■ What is required
Rewrite the paragraph of the film review that begins "Panic in the Streets is effective Kazan social drama" as a short bulleted list of its main points.

■ Passage shown
--------------------------------------------------

Saturday, 18 September 2021 19:17

Panic in the Streets








PANIC IN THE STREETS

US, 1950, 92 minutes, Black and white.
Richard Widmark, Paul Douglas, Barbara Bel Geddes, Zero Mostel, Jack Palance.
Directed by Elia Kazan.

Panic in the Streets is effective Kazan social drama of 1950, although it is not as effective as earlier films like Boomerang and Gentleman's Agreement, or later ones like On the Waterfront. The film is a thriller, about illegal entrants into New Orleans and a criminal chase film. But it also raises questions of local administration, the threat of New Orleans being contaminated by plague and the role of the police, the medical advisers and the mayor and his councillors. The story is given the Fox black and white tough treatment and the hero is typical Widmark strength and perseverance.

1. Was this merely a thriller or was there a message in the film?

2. Was this a typical American city that was presented to us? Was the society the kind of society you would find anywhere?

3. Were the gangsters typical of those found in our cities? How do you explain these criminals?

4. What did the film show of immigration problems, illegality, the consequences of doing anything illegal the wider repercussions than expected, people's unwillingness to involve themselves, their fear of telling the truth, the need to avoid official trouble?

5. Is plague a real possibility in our modern cities?

6. Who has the responsibility to eradicate plague?

7. Is it better for the media to spread this news to alert people or is it in the public interest to suppress this kind of news to avoid panic?

8. Did you like the hero - as a man, as a husband and father, as an ordinary citizen, as a specialist playing a hunch, as an expert giving advice?

--------------------------------------------------

■ The data
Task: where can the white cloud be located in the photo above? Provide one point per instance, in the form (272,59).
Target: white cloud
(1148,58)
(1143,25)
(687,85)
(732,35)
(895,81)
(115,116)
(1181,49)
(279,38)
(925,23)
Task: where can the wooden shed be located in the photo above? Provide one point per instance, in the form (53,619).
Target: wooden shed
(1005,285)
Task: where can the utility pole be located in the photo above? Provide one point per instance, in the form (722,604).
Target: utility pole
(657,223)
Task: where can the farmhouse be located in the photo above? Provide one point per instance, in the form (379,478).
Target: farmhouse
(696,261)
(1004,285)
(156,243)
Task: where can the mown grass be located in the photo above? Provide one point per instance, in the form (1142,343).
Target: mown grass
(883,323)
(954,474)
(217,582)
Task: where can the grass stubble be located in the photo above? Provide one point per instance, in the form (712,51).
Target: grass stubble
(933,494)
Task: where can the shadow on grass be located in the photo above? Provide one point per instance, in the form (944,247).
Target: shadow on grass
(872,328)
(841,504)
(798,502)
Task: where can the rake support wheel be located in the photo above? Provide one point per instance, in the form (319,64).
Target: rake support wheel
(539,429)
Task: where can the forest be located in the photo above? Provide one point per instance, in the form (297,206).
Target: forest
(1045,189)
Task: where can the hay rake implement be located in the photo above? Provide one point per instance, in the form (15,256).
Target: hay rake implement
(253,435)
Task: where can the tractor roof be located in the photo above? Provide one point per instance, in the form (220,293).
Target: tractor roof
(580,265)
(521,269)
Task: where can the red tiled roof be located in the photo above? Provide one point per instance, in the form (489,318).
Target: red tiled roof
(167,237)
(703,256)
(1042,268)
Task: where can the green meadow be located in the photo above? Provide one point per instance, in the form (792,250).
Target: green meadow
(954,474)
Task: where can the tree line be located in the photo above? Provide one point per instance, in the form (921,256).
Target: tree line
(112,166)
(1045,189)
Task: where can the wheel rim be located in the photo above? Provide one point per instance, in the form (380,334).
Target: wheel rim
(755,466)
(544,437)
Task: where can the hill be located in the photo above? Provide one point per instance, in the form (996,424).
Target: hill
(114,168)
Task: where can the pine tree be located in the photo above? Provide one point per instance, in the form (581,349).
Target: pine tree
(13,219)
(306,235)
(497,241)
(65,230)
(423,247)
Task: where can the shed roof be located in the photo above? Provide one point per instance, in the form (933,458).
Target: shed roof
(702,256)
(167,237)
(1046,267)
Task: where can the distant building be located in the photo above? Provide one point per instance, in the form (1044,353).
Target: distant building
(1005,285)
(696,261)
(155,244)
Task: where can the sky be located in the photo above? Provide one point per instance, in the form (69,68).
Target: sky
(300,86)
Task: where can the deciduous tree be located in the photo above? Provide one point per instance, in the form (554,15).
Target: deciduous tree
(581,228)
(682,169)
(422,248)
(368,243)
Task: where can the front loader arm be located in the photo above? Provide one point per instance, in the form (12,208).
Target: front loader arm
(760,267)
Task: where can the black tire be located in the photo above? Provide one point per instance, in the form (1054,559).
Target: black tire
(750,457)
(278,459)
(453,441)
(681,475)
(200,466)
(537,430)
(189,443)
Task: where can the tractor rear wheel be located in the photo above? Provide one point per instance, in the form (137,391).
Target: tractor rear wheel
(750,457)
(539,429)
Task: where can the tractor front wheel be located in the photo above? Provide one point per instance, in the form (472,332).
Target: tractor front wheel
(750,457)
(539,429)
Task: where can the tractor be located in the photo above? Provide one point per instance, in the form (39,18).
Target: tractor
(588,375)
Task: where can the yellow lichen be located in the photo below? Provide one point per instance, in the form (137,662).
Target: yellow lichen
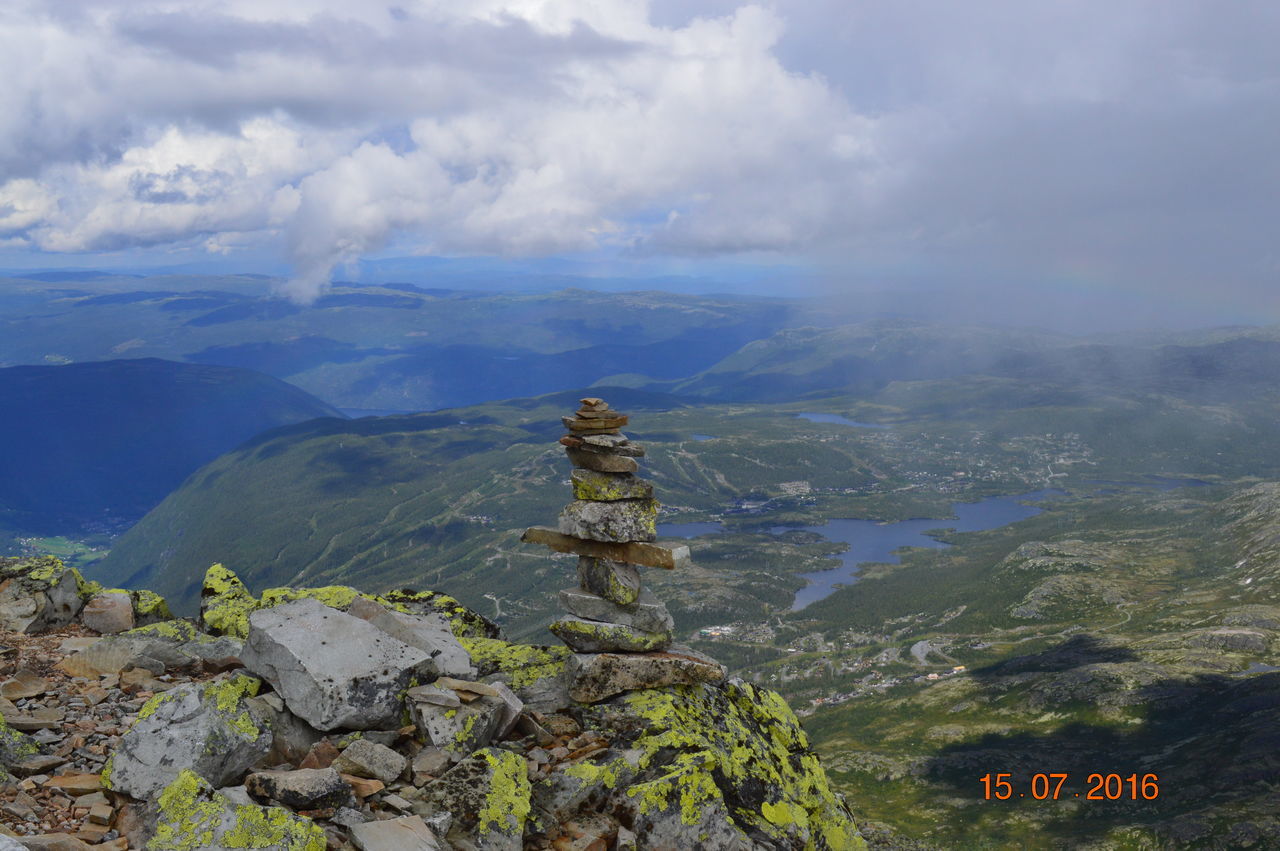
(188,817)
(259,827)
(749,739)
(524,663)
(149,604)
(508,800)
(154,704)
(227,603)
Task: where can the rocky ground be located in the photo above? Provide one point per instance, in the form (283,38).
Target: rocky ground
(311,719)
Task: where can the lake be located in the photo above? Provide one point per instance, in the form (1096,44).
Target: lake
(839,420)
(871,541)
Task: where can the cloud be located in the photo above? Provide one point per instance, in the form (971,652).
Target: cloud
(1124,142)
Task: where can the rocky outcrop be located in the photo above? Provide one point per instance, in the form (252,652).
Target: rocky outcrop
(205,728)
(332,731)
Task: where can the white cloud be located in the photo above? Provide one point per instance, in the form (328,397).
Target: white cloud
(1132,138)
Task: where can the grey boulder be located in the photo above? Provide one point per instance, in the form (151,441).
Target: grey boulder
(304,788)
(428,632)
(37,595)
(461,730)
(333,669)
(206,728)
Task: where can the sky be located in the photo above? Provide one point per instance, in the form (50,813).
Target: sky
(1125,146)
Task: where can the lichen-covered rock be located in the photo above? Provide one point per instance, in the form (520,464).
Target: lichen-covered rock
(464,622)
(109,612)
(173,644)
(190,815)
(292,737)
(597,676)
(40,594)
(621,521)
(615,581)
(208,728)
(225,603)
(609,486)
(720,767)
(304,788)
(647,613)
(534,672)
(594,636)
(489,796)
(428,632)
(333,669)
(458,730)
(14,746)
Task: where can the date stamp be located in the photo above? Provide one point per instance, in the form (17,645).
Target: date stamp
(1050,787)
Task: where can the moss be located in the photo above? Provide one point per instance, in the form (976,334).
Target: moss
(149,604)
(46,570)
(337,596)
(609,635)
(16,745)
(259,827)
(192,817)
(464,622)
(737,744)
(524,663)
(228,699)
(508,800)
(225,603)
(179,631)
(607,774)
(188,817)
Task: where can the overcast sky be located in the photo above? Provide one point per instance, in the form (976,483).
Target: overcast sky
(1119,145)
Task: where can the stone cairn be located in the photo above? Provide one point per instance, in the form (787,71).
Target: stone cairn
(620,632)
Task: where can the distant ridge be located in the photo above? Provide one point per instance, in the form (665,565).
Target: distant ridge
(112,438)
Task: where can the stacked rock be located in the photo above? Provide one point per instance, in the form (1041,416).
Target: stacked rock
(611,525)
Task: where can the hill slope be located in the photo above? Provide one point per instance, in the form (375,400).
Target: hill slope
(115,437)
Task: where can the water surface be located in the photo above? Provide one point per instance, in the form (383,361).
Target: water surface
(871,541)
(839,420)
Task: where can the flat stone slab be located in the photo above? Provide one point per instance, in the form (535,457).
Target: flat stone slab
(664,556)
(304,788)
(594,636)
(599,676)
(206,728)
(408,833)
(647,613)
(600,461)
(333,671)
(109,612)
(608,486)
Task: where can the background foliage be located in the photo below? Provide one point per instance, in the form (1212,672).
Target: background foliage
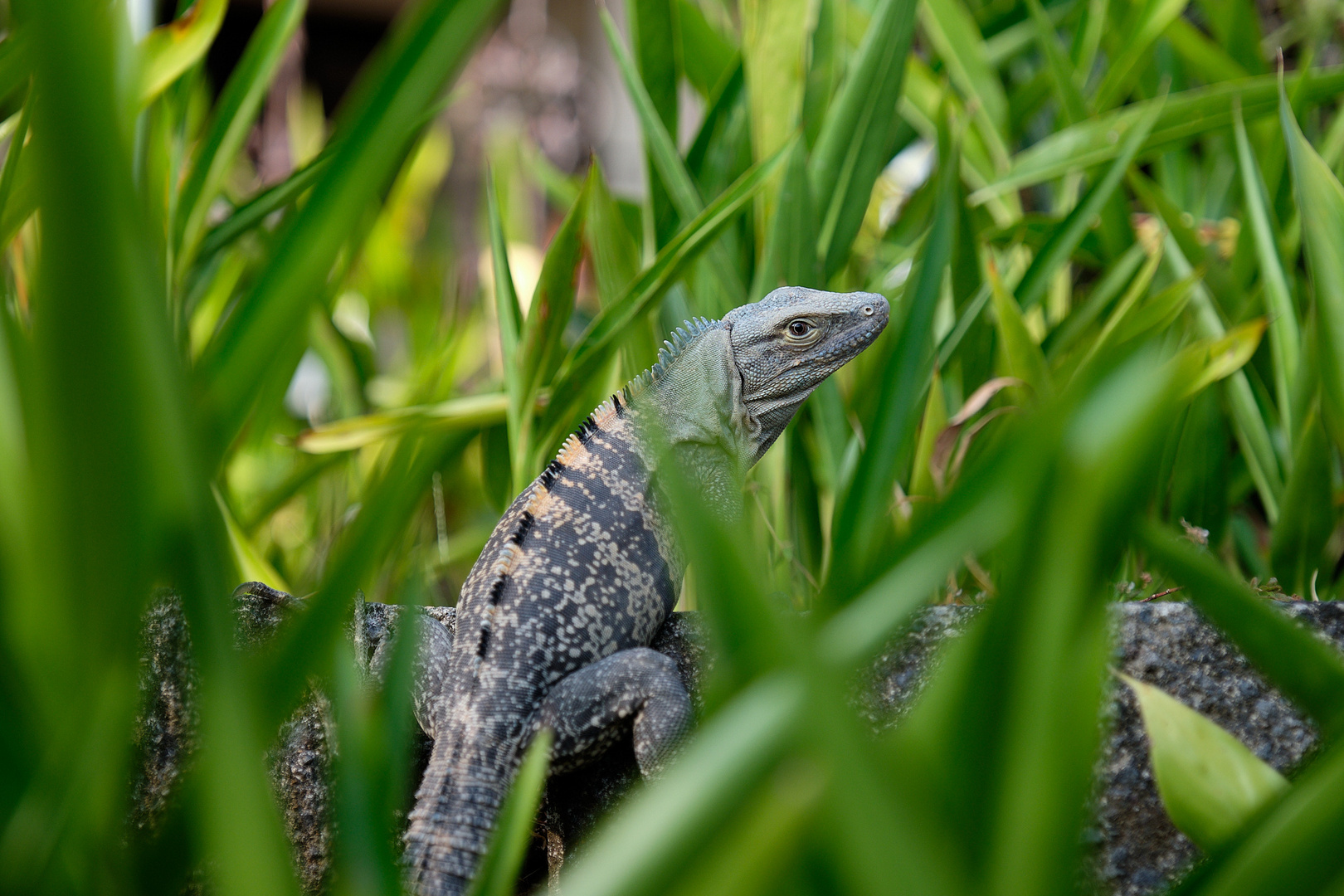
(1116,366)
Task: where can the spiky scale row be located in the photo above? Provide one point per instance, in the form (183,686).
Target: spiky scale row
(682,338)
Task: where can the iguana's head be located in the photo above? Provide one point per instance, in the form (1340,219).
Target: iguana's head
(789,342)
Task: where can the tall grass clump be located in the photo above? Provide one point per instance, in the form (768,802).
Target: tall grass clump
(1116,366)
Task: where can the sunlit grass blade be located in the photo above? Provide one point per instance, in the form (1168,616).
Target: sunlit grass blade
(597,343)
(1186,116)
(791,249)
(1060,69)
(233,117)
(1283,334)
(1320,201)
(548,314)
(953,32)
(251,566)
(855,139)
(672,171)
(1147,23)
(256,349)
(1066,236)
(169,50)
(860,518)
(1308,670)
(1248,422)
(660,829)
(704,52)
(498,874)
(1298,551)
(1292,848)
(1025,359)
(463,414)
(1211,785)
(125,496)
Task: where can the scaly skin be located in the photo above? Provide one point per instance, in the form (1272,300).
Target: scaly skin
(555,617)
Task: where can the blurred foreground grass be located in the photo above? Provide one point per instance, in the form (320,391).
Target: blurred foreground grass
(1113,236)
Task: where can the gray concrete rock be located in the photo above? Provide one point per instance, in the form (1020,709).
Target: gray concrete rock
(1137,850)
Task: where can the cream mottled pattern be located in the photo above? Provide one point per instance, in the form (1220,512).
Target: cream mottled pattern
(555,617)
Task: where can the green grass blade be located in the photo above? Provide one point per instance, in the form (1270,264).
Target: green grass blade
(597,343)
(1283,336)
(256,348)
(169,50)
(668,163)
(665,826)
(706,54)
(1248,422)
(1308,670)
(1060,69)
(1320,201)
(1185,117)
(1147,24)
(539,349)
(1298,550)
(860,522)
(956,38)
(1025,358)
(125,497)
(233,119)
(498,874)
(855,141)
(1070,232)
(1211,785)
(791,247)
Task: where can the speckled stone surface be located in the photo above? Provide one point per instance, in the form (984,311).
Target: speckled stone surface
(1137,850)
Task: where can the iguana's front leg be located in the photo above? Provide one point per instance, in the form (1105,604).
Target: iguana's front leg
(633,691)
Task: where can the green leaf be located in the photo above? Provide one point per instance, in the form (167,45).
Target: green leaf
(459,414)
(706,54)
(1213,360)
(1070,232)
(1248,422)
(1211,785)
(665,826)
(1147,23)
(956,38)
(251,564)
(860,518)
(548,314)
(1308,670)
(1320,202)
(855,141)
(791,249)
(233,119)
(1060,69)
(597,343)
(498,874)
(1186,116)
(256,349)
(169,50)
(1025,358)
(670,167)
(1283,336)
(1298,551)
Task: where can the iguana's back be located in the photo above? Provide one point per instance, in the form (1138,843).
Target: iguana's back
(577,570)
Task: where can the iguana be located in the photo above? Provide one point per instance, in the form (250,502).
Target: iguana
(555,617)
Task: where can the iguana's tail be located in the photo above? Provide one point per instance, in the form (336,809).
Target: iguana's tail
(450,825)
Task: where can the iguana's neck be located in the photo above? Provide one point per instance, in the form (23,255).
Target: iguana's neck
(695,394)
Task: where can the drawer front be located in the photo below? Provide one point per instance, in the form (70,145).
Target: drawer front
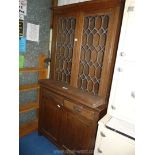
(79,109)
(52,97)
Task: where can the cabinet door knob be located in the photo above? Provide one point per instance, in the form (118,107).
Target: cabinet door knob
(102,134)
(99,150)
(58,106)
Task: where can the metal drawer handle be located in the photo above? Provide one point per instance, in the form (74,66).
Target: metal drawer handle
(58,106)
(99,150)
(102,134)
(77,109)
(133,94)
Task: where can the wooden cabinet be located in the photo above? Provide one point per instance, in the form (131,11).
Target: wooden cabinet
(69,116)
(84,45)
(51,114)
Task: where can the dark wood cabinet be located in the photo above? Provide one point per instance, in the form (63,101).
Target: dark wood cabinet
(69,116)
(84,45)
(51,114)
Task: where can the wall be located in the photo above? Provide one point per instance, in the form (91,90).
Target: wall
(38,12)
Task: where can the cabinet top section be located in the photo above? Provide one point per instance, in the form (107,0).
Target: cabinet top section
(74,93)
(89,5)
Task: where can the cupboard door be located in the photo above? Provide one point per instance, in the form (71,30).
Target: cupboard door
(78,134)
(51,116)
(99,37)
(62,46)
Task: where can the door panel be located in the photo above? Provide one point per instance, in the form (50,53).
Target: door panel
(77,133)
(51,117)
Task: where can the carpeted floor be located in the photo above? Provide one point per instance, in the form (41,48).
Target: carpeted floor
(33,144)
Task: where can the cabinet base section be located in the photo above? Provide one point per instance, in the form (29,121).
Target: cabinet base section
(63,148)
(28,128)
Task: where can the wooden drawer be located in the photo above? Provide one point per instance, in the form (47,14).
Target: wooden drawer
(79,109)
(52,97)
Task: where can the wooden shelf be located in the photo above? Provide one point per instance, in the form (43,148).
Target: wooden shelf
(29,87)
(32,69)
(28,106)
(27,128)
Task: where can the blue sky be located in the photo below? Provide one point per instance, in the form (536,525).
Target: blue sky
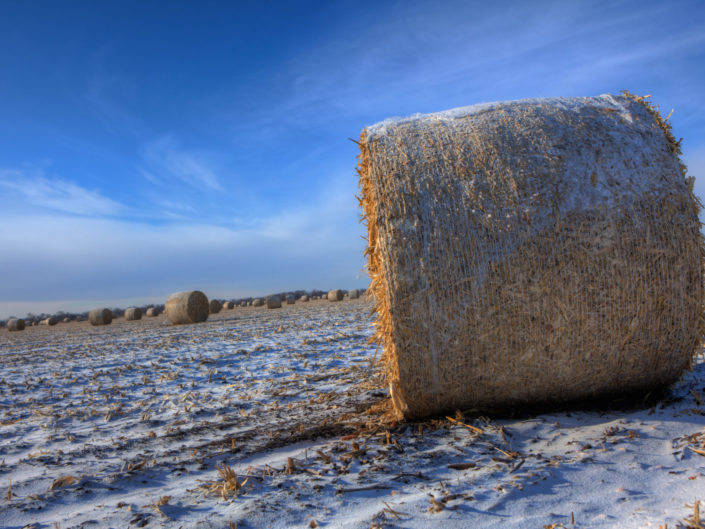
(149,147)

--------------------------------------------------

■ Answer space
- An effective 1950 Kazan social drama, though less so than Boomerang, Gentleman's Agreement or On the Waterfront.
- A thriller and criminal chase film about illegal entrants into New Orleans.
- Raises questions of local administration, the threat of plague contaminating New Orleans, and the roles of the police, medical advisers, the mayor and his councillors.
- Given Fox's tough black-and-white treatment, with a hero showing typical Widmark strength and perseverance.